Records
#####
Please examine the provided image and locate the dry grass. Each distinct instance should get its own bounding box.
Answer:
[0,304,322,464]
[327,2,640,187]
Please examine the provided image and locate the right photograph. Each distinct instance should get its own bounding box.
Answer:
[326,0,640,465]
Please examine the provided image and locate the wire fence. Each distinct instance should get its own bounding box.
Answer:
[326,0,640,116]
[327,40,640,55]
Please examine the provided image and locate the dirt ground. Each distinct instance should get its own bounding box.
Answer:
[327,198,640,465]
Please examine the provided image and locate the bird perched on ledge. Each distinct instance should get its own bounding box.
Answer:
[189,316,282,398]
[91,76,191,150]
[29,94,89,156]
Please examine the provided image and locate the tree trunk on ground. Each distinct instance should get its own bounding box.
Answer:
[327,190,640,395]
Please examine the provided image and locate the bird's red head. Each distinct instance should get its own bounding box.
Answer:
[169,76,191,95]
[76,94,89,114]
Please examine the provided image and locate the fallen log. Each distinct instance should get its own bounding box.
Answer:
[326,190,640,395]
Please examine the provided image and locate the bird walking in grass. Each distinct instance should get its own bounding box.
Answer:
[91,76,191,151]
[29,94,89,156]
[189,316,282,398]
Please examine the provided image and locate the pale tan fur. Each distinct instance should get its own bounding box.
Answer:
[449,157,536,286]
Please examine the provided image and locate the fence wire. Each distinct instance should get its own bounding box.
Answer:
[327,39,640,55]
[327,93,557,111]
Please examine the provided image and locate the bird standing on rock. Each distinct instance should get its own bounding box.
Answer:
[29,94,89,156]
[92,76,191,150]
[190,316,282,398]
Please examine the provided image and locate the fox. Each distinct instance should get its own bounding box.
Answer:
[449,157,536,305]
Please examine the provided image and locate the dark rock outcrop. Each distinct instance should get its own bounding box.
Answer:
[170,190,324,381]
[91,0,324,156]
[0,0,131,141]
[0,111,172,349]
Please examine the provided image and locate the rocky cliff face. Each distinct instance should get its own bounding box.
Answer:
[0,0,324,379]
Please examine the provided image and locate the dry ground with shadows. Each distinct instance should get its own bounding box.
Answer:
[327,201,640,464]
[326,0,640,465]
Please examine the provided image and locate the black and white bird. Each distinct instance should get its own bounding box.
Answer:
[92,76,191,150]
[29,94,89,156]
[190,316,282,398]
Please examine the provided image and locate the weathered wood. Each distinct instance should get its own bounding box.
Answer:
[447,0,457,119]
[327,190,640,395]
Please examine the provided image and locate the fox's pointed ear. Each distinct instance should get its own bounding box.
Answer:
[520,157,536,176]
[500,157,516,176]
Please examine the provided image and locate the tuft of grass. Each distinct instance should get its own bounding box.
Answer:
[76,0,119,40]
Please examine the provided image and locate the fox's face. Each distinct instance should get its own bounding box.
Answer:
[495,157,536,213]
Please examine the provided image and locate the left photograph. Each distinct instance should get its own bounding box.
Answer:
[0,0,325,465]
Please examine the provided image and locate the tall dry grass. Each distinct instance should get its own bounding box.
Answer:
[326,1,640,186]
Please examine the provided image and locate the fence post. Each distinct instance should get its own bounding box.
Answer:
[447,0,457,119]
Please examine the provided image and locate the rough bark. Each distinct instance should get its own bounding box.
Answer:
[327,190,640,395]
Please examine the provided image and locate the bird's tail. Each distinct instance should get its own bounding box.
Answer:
#####
WHAT THIS TASK INVOLVES
Show each line above that contains the string "bird", copying every such line in full. Only matches with the same case count.

IN RESPONSE
Please examine the provided image and locate the bird perched on ledge. Each distinct instance should get its own bounding box.
Please examine the provided image and locate the bird's red head. Each distinct instance should get its own bounding box.
Please examine the provided image and locate the bird walking in grass. Each distinct instance should get its own bounding box.
Please examine the provided image and locate the bird standing on rock. Each distinct instance should get its own bounding box.
Please examine the provided image and locate the black and white bird. Each distinct instance should get its own bounding box.
Please examine the provided image and locate the bird's tail. Each distinct instance should get its own bounding box.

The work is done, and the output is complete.